So none of these criticisms seems unreasonable in light of the UCP’s history of using third parties “to provide cover for their true agenda, cuts and privatization of our public services,” as the Alberta Federation of Labour put it in a news release.
Still, it wasn’t at all clear from Shandro’s news conference that the government actually plans to do much at all.
The health minister went to considerable lengths to sound reassuring, praising AHS as an asset to Alberta and saying the government won’t make all of the $1.9-billion worth of cuts recommended by the consultant and may do whatever it does over a long, long time.
This is a big change from Premier Kenney’s angry springtime-of-repeal rhetoric during last year’s election campaign.
In other words, there’s been plenty of political flexibility built into the government’s response to the Ernst & Young report too.
What gives? Presumably the UCP strategic brain trust has concluded that if selling off public assets like long-term care facilities for a song, contracting out work to low-pay employers or setting up inefficient private surgical clinics for line jumpers arouses too much public opposition among voters, the UCP had better leave itself some room to back off.
As the news conference made clear, they have already dropped the political hot potato of rural hospital closings in the party’s electoral heartland.

= Exercise set =
A. In the commentary on Alberta's health cuts, what dollar amount of cuts did the consultant recommend?
B. Carry on with the commentary on Alberta's health cuts from its final sentence.

= Dataset items =
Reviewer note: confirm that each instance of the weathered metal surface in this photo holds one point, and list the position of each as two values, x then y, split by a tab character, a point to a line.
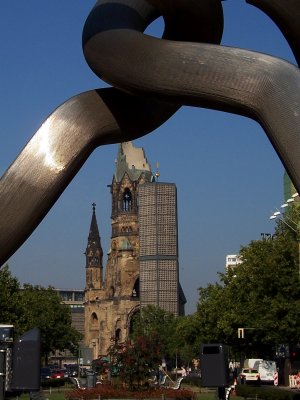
47	164
160	75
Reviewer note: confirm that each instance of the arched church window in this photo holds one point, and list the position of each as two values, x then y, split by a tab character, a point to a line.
118	335
94	319
136	289
127	200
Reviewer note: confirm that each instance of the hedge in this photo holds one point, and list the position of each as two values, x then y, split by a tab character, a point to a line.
266	393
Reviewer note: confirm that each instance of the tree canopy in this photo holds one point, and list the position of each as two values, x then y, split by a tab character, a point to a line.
36	306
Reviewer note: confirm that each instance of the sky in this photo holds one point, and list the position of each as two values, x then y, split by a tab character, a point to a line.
229	178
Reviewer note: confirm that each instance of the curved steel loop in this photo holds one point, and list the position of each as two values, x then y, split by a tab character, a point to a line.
248	83
286	15
50	160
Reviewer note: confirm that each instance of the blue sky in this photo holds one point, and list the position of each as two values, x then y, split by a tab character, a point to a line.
229	178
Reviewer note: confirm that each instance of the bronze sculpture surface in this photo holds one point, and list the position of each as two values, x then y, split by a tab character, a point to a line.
188	66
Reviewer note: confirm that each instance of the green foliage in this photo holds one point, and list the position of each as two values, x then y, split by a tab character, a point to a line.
42	308
152	321
9	290
262	295
136	359
266	393
35	306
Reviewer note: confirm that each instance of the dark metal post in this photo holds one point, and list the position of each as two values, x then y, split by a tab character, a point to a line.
2	373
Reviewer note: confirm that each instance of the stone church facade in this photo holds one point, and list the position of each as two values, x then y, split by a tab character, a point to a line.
112	296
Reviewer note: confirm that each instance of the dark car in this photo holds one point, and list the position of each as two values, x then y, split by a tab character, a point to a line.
57	374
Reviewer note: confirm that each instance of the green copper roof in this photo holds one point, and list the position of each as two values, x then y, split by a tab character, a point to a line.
132	160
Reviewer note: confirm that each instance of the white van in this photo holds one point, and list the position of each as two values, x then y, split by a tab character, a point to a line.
267	371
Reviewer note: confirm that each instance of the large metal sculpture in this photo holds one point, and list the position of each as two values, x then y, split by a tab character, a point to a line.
152	78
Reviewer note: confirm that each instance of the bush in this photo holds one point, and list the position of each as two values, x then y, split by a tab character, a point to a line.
53	382
266	393
111	392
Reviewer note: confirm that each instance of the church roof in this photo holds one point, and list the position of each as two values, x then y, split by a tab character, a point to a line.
132	160
94	231
94	241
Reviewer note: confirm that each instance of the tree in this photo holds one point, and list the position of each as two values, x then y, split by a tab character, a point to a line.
35	306
42	308
9	289
153	321
261	295
136	360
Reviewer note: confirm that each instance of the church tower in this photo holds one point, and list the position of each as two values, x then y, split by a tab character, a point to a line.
110	305
94	256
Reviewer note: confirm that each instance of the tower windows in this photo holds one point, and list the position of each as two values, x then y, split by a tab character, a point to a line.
94	319
127	200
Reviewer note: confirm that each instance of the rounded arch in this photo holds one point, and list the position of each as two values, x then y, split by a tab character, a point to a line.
127	200
94	319
134	311
136	289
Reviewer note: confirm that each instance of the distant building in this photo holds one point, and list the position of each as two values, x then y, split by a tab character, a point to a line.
113	297
159	276
232	261
73	298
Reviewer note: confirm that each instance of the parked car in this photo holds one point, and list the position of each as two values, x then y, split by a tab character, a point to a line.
249	375
57	374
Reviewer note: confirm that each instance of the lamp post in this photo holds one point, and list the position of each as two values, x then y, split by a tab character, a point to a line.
290	224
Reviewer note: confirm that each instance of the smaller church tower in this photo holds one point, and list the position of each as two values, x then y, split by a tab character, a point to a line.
94	256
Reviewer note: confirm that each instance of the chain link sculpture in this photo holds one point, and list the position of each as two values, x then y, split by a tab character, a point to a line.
151	79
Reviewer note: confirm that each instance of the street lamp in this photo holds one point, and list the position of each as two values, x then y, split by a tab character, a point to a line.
294	228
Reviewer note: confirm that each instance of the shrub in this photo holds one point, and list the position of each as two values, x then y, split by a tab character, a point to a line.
111	392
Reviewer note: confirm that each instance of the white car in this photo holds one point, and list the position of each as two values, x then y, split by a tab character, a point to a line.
249	375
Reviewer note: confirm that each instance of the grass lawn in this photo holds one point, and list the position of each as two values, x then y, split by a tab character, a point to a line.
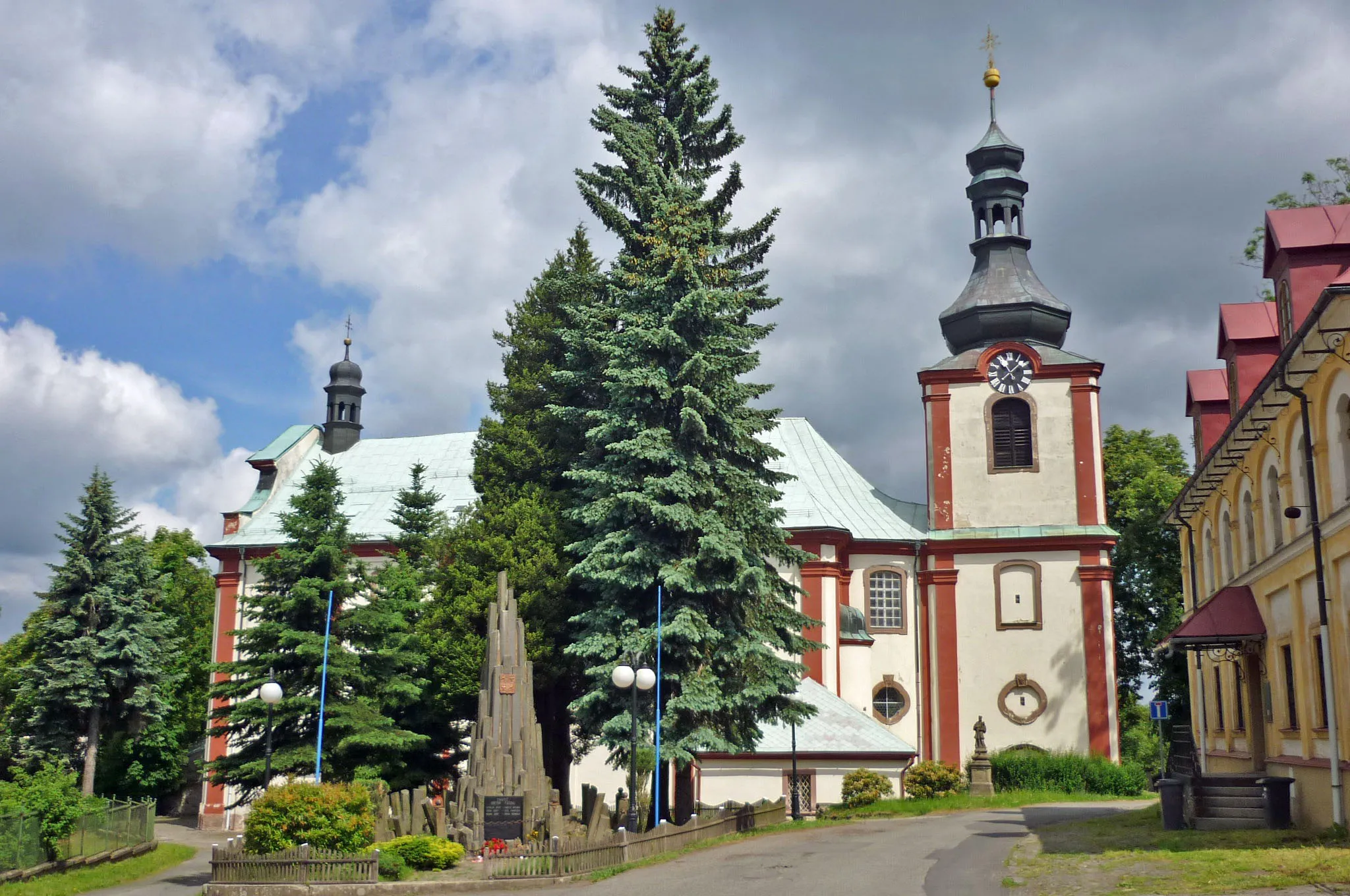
1132	853
962	802
81	880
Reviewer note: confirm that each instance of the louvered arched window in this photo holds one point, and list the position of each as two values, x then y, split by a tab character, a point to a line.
1011	423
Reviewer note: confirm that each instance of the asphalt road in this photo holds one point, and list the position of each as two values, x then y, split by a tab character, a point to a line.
959	854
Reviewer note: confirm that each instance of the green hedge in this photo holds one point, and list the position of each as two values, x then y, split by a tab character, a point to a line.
425	852
1024	770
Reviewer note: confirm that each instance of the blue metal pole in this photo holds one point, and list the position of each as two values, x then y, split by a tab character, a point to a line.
657	802
323	694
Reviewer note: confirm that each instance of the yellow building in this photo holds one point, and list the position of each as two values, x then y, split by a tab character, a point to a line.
1248	516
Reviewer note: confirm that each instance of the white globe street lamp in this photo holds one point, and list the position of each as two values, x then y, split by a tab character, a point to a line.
640	679
270	694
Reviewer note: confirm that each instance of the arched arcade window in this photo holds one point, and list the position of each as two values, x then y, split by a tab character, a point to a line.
1011	437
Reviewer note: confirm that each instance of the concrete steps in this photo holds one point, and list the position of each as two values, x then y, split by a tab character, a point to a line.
1229	802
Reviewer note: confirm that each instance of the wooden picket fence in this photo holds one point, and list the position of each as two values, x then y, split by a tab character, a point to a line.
562	857
230	864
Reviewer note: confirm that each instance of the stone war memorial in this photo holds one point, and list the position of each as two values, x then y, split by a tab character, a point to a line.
505	794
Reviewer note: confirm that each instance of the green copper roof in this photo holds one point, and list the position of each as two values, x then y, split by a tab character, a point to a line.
1024	532
854	624
283	443
837	728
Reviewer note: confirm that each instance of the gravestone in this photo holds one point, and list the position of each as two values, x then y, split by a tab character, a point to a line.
505	753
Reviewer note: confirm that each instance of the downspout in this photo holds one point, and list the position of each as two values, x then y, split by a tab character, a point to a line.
1338	811
1199	655
918	665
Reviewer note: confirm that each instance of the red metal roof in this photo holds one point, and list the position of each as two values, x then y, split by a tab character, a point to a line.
1229	617
1206	385
1249	320
1310	227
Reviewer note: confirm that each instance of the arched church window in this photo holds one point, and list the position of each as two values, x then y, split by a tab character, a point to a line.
1342	441
1249	528
1226	540
886	600
1275	520
1298	459
1011	424
1212	582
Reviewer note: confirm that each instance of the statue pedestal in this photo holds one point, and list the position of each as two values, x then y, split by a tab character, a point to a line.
982	775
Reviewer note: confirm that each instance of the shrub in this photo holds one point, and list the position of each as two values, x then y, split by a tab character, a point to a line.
425	852
336	817
932	779
51	795
864	787
1024	770
392	866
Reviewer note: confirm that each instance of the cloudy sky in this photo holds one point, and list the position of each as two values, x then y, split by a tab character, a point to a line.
198	193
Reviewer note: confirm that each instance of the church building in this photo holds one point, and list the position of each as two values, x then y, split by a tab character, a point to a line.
990	600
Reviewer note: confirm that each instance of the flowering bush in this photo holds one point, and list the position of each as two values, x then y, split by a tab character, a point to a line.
864	787
932	779
336	817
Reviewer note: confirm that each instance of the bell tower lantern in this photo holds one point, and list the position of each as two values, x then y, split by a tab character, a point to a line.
342	428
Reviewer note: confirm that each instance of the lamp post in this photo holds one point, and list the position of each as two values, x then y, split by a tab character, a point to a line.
270	694
640	679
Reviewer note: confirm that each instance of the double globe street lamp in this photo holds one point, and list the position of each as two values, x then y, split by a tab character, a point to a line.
639	679
270	694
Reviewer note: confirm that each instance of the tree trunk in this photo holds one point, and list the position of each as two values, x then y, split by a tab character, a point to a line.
92	749
556	721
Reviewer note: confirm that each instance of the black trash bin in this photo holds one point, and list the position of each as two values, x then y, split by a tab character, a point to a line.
1171	790
1276	793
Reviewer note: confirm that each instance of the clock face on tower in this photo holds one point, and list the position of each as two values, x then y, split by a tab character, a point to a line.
1010	372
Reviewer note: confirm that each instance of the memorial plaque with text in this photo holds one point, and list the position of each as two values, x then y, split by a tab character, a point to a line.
504	818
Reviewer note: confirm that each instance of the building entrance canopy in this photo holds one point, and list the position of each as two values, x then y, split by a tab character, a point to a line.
1227	620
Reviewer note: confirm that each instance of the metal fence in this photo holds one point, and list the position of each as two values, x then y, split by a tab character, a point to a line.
118	825
577	857
231	864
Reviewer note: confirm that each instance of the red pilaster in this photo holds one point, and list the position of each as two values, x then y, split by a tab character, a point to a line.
227	610
939	401
1086	441
1091	575
813	603
945	671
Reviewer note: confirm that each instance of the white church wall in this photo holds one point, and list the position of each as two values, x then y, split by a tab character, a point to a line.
891	654
1051	658
985	498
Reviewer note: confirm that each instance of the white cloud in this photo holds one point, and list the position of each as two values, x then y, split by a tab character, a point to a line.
65	413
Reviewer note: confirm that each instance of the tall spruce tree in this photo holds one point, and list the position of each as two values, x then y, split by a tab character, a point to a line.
165	758
519	522
284	636
102	661
674	482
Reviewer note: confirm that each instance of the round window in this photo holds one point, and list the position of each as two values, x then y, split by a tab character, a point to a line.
889	704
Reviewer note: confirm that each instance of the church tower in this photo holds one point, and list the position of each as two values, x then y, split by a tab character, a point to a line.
1017	575
342	427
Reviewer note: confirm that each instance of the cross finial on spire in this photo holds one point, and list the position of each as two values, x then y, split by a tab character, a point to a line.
991	74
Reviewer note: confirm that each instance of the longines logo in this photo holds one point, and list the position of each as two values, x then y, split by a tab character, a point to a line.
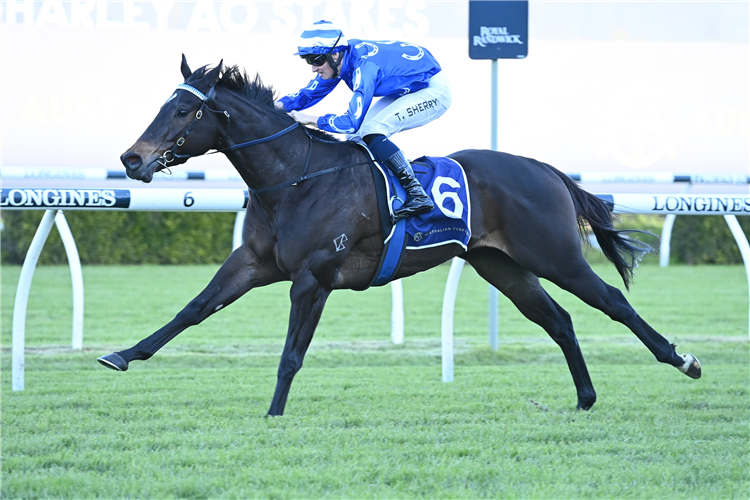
62	198
702	204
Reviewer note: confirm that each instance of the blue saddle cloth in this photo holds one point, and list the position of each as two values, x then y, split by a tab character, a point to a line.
444	181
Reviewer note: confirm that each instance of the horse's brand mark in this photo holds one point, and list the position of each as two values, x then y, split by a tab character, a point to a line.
339	242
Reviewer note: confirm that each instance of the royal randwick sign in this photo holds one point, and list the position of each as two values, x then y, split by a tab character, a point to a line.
498	29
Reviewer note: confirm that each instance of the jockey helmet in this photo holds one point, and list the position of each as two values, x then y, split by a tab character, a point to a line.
321	37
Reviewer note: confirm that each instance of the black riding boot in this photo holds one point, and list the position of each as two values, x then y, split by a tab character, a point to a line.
418	202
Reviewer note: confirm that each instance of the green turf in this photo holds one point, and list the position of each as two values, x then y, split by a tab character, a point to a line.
366	418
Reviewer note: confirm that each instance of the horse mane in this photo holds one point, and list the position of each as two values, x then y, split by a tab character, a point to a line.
254	90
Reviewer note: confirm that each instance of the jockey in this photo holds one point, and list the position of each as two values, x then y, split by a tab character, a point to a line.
406	78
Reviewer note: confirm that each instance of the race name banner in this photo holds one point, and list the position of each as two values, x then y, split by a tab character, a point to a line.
498	29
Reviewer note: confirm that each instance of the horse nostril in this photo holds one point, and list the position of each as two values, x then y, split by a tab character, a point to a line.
131	160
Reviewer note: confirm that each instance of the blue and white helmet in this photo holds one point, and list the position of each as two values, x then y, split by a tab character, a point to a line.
321	37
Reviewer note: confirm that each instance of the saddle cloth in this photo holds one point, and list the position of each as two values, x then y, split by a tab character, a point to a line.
444	181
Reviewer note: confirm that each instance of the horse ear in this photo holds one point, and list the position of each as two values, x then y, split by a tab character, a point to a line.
185	68
213	76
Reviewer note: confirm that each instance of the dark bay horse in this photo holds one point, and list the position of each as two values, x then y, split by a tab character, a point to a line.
526	221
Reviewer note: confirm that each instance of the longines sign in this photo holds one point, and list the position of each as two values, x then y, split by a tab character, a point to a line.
64	198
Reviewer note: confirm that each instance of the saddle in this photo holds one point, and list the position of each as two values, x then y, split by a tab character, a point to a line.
444	181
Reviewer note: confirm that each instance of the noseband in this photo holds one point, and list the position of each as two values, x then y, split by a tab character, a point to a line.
169	156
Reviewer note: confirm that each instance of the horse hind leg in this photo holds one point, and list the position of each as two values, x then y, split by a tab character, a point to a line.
525	291
580	280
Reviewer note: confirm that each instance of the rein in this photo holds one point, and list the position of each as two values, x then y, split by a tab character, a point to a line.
169	156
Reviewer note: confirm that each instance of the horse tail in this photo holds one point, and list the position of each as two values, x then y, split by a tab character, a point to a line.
593	212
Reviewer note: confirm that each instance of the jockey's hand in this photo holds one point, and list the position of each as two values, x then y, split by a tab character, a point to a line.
304	119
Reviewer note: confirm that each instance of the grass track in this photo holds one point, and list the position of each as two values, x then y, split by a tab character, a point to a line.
365	418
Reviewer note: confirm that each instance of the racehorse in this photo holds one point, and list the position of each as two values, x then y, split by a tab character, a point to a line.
308	188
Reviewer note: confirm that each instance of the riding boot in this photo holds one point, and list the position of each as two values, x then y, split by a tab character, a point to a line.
418	201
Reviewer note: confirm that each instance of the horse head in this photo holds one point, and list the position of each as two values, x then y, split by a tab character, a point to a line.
165	142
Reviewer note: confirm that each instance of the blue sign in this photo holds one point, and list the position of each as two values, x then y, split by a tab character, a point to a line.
498	29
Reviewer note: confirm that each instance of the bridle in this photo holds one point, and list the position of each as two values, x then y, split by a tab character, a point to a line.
169	156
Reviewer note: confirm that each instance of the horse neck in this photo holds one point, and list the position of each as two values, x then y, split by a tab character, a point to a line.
269	163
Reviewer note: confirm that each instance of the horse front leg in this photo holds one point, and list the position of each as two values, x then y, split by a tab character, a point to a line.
241	272
308	299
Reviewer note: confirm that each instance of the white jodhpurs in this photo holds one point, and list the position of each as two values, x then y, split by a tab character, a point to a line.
389	115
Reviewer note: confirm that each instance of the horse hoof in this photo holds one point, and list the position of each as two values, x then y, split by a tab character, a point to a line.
691	367
114	362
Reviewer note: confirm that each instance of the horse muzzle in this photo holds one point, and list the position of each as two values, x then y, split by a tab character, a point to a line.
139	169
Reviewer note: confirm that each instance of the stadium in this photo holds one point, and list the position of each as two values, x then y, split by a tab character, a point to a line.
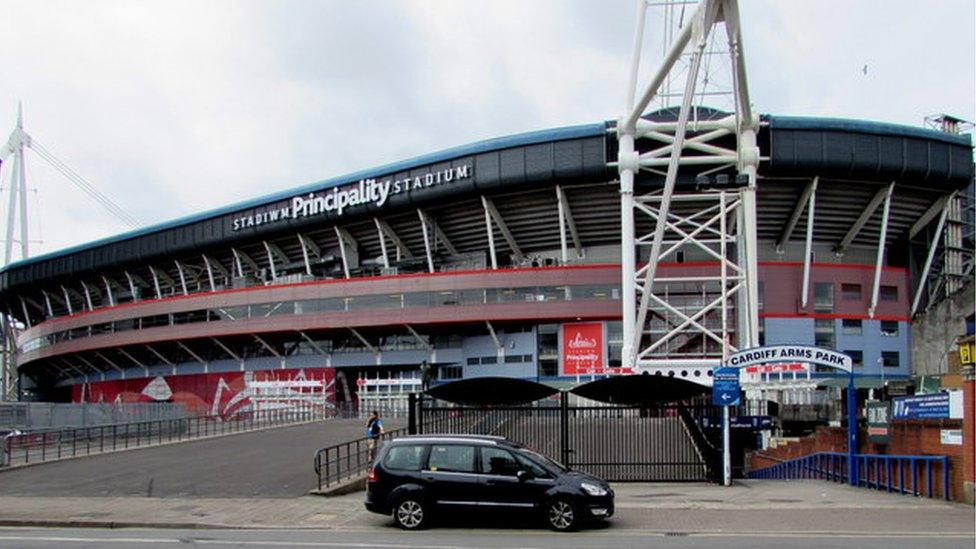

= Answer section =
A. $1.9 billion.

B.
What do you want to bet that UCP MLAs have been getting an earful about small-town hospitals ever since rural constituents got wind of what MacKinnon was best known for in Saskatchewan — closing 52 rural hospitals in the name of efficiency?
There was so much flexibility built into the recommendations, indeed, that a cynical observer might have been tempted to conclude chances are good this will turn out to be nothing more than an exceptionally expensive press release.
Apparently prepped within an inch of his life, the normally bumbling Shandro smoothly handed off the occasional tough question from a reporter to AHS CEO Verna Yiu or Ernst & Young spokesperson John Bethel.
Example: What are some of the “procedures of limited clinical value” the consultant thinks could be cut? That’s for AHS to decide, Shandro parried, leaving it to Yiu to provide a single acceptable example: maybe some hernia operations.
Pro tip for journalists: Might be worth taking a closer look at this one!
Shandro also carefully tried to avoid giving the impression the government is using the review as a way to get the public on side with its bargaining positions in contract negotiations with public health care unions and physicians — a practice known in labour circles as “bargaining in the media.”
That’s a tough trick to pull off when, as United Nurses of Alberta president Heather Smith pointed out in her union’s response to the report, AHS “tabled these very proposals” in bargaining for UNA’s next collective agreement back on January 15, when the report was already in the government’s hands.
Smith suggested the consultant didn’t understand how the union’s collective agreement with AHS worked when it tried to poke into its intricacies.
For example, complaining union contract language makes it difficult for AHS “to implement innovative staffing approaches to meet demands, especially in rural areas,” Ernst & Young seems to have missed the letter of understanding in UNA’s current collective agreement with AHS that allows the employer to create rural multi-site positions.
Well, maybe you just don’t get that much for $2 million nowadays.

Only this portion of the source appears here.